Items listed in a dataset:
^^^^
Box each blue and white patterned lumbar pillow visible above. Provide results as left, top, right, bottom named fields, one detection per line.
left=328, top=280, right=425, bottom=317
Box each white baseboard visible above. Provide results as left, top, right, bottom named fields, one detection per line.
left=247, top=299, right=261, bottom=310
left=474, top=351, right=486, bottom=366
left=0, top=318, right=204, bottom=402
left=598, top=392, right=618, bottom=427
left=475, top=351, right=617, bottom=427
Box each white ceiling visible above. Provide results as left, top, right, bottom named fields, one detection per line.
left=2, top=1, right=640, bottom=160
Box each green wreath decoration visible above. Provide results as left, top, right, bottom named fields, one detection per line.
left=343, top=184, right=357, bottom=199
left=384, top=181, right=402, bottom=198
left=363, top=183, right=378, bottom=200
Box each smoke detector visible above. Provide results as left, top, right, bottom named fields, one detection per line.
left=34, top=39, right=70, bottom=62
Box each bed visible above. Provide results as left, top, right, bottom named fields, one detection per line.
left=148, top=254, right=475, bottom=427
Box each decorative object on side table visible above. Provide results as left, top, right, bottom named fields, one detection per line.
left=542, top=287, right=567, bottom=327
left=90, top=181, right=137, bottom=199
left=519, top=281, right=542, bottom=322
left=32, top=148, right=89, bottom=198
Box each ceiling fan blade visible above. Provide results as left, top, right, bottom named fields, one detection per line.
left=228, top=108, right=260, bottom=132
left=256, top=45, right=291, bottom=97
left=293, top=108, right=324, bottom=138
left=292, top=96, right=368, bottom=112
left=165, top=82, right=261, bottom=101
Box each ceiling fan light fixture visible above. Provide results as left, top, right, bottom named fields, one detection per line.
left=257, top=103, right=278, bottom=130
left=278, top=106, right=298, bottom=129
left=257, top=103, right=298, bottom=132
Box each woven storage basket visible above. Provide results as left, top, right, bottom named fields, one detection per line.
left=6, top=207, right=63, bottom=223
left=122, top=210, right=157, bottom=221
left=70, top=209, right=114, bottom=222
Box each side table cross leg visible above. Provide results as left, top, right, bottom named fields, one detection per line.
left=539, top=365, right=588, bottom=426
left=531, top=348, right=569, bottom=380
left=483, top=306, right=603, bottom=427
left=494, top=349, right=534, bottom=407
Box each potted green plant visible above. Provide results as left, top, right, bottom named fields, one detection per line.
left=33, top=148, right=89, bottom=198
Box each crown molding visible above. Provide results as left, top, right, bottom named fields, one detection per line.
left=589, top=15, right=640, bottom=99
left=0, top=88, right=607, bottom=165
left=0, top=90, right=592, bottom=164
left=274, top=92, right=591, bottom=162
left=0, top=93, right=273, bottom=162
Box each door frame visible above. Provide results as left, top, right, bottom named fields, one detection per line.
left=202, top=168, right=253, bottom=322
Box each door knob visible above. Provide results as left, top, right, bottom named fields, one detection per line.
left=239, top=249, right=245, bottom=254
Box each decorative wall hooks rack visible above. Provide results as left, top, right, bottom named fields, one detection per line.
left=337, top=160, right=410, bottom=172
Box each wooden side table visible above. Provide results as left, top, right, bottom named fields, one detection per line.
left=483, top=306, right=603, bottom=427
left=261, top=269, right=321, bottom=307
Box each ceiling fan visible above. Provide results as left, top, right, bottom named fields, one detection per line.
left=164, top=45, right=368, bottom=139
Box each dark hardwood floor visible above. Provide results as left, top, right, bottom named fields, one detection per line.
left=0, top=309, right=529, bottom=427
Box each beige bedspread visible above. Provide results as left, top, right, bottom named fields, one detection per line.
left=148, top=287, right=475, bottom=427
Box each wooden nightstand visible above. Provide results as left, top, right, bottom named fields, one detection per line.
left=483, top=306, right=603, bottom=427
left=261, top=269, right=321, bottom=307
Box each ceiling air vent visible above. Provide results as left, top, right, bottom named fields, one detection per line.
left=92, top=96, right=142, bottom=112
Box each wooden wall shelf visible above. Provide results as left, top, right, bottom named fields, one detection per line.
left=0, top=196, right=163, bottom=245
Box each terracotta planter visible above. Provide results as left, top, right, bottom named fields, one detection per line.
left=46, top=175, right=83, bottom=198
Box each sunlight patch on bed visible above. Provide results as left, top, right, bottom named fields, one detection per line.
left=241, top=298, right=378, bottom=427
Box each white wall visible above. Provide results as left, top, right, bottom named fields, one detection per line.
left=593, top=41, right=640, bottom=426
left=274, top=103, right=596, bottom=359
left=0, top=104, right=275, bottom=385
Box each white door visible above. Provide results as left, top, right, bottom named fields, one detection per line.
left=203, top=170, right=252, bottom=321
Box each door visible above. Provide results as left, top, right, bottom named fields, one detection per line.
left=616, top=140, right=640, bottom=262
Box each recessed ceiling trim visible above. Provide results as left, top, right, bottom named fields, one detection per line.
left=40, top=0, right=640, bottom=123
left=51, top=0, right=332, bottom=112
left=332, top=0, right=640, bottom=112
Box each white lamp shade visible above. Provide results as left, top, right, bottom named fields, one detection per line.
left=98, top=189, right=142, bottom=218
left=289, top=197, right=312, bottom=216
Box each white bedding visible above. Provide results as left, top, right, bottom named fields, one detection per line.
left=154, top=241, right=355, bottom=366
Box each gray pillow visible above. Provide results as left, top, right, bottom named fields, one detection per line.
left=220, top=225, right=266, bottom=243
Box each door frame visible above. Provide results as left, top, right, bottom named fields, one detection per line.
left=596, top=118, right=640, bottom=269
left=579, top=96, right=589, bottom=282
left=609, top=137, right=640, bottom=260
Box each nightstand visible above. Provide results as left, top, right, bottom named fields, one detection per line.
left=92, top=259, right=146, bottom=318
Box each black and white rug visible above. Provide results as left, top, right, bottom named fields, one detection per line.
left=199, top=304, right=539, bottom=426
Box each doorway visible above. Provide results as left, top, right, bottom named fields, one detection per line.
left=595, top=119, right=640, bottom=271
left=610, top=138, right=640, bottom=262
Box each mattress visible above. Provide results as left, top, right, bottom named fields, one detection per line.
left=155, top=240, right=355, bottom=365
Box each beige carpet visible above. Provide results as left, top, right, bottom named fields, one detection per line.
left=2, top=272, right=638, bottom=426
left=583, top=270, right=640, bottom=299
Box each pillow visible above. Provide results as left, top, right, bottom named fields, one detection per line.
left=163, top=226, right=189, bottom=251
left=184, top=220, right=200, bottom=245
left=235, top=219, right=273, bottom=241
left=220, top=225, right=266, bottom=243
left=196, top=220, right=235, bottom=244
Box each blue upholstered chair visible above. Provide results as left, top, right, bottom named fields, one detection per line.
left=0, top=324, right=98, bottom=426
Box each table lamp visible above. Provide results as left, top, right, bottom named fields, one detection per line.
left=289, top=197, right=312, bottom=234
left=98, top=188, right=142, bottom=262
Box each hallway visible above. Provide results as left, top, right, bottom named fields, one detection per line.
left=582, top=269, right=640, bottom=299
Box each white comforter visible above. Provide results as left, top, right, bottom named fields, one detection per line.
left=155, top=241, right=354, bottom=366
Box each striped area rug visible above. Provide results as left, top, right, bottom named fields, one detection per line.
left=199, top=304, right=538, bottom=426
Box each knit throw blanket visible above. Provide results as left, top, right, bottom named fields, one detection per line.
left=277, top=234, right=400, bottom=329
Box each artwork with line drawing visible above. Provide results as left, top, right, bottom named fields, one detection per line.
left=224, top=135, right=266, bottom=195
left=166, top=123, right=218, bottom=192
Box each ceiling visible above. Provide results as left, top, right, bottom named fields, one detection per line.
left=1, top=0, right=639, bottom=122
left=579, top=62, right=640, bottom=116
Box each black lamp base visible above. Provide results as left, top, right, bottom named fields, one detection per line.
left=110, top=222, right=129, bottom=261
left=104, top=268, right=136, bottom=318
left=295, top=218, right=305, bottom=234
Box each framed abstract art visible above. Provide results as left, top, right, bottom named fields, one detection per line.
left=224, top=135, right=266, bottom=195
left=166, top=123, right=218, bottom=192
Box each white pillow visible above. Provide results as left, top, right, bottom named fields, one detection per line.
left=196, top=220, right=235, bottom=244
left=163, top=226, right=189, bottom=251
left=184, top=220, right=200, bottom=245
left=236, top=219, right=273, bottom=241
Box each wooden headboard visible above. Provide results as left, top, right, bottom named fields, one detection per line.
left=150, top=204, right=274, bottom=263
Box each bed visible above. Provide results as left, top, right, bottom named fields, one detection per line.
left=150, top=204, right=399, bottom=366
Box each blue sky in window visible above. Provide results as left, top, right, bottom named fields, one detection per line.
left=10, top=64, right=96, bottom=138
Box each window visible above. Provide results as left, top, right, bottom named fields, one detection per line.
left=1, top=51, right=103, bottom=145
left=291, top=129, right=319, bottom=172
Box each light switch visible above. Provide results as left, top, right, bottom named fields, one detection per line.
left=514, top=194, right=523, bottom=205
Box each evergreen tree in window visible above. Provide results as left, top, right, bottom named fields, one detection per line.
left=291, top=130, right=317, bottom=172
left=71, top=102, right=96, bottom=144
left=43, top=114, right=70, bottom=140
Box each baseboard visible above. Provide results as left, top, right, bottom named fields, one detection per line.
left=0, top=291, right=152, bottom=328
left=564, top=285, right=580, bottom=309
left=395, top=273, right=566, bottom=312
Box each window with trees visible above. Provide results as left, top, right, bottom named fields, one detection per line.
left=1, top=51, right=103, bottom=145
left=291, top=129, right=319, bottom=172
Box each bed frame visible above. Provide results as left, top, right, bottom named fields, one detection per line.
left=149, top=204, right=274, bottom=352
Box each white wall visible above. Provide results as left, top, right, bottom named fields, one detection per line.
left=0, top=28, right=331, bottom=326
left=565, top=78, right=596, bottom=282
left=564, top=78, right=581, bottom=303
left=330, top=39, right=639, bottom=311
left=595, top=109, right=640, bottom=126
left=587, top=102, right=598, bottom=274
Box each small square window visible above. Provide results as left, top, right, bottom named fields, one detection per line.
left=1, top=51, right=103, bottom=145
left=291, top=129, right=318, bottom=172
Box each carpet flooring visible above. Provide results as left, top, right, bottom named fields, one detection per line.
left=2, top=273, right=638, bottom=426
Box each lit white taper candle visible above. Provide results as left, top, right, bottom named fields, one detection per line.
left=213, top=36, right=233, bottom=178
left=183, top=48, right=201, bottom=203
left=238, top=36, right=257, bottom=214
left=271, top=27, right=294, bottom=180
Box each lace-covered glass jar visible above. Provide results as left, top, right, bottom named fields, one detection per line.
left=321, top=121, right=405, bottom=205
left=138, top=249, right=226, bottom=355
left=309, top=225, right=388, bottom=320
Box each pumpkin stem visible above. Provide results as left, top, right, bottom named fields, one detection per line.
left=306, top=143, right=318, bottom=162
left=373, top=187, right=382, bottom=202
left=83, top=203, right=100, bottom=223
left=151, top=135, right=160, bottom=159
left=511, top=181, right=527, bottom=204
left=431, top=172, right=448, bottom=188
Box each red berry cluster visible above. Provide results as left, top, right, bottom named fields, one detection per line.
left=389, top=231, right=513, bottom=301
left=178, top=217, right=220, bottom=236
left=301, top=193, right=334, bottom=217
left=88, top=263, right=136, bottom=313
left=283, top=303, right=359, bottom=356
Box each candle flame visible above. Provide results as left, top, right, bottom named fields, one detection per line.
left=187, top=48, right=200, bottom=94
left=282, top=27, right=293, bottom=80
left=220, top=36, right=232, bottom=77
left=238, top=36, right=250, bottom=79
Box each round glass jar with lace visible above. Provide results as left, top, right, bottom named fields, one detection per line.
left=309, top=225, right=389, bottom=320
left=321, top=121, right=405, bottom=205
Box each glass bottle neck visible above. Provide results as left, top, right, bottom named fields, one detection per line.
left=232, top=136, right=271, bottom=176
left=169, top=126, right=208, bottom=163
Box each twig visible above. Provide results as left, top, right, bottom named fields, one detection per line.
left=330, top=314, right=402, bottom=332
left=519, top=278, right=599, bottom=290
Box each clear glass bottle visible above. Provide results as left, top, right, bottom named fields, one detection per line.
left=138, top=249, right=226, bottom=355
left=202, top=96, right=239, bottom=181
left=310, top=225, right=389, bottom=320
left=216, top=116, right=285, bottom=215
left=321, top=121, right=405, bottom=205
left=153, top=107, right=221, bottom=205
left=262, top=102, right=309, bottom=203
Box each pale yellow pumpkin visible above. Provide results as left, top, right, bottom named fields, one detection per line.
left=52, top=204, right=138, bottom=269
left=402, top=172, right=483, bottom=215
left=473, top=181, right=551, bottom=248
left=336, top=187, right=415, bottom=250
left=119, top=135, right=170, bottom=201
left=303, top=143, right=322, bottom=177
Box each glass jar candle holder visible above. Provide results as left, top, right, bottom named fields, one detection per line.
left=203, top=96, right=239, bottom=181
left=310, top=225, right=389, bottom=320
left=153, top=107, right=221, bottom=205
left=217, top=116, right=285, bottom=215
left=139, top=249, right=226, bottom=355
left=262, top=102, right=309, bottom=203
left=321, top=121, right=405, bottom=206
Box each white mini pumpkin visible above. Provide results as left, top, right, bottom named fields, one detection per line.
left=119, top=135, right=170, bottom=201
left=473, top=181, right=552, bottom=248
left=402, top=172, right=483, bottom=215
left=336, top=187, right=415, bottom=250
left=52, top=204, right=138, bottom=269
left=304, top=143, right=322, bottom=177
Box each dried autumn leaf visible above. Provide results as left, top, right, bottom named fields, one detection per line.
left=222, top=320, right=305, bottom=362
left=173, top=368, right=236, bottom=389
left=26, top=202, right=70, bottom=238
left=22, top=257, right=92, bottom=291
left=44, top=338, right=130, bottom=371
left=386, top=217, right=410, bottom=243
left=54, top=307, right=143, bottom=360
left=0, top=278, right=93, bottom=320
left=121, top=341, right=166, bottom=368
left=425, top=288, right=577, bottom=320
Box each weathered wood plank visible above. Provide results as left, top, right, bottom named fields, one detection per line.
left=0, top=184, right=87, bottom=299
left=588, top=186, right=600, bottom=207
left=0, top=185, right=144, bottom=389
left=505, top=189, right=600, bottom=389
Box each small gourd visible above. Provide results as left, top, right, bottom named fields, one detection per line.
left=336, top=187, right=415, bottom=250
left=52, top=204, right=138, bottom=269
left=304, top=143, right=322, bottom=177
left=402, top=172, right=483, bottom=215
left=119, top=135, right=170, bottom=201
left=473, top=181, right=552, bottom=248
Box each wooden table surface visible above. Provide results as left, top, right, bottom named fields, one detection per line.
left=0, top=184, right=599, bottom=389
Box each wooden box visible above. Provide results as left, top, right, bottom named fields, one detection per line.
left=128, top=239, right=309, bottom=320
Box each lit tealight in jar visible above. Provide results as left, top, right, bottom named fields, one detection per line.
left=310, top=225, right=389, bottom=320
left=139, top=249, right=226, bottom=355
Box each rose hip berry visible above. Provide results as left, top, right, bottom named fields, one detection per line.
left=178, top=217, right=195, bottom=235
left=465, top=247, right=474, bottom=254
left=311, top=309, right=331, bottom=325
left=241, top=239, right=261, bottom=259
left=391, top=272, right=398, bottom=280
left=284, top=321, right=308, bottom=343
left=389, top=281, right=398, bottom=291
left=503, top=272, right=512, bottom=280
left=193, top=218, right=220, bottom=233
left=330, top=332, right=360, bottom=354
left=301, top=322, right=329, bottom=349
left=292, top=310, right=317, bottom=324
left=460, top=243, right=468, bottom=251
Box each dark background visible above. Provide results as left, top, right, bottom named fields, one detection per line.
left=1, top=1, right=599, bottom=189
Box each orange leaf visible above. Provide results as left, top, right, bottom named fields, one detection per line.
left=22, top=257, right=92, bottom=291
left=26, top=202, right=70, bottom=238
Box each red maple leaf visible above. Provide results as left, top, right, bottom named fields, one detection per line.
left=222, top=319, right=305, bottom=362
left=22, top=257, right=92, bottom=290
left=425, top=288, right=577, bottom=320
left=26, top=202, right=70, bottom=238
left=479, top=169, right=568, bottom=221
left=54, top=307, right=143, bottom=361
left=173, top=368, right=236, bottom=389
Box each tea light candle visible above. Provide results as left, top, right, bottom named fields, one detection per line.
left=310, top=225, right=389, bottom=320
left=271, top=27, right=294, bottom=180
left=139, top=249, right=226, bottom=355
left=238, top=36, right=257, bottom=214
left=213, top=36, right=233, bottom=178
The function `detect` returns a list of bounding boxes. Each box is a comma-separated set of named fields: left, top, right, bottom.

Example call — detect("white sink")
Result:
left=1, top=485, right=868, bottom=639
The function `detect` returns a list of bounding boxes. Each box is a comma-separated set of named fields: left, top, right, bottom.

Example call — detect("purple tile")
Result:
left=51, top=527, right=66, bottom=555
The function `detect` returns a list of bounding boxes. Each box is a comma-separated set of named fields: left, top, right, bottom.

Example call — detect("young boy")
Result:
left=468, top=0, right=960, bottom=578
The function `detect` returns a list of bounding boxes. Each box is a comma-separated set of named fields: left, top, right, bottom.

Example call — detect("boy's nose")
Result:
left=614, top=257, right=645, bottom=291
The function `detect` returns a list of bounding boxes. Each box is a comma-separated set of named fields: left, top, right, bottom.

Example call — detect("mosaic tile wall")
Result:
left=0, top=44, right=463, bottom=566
^^^^
* [Aim of the task]:
Report back each line of the entries that holds the string "call".

* [Your solution]:
Example call — detect("white sink")
Example call — detect("purple tile")
Example call — detect("young boy")
Example call — detect("boy's nose")
Example call — detect("mosaic tile wall")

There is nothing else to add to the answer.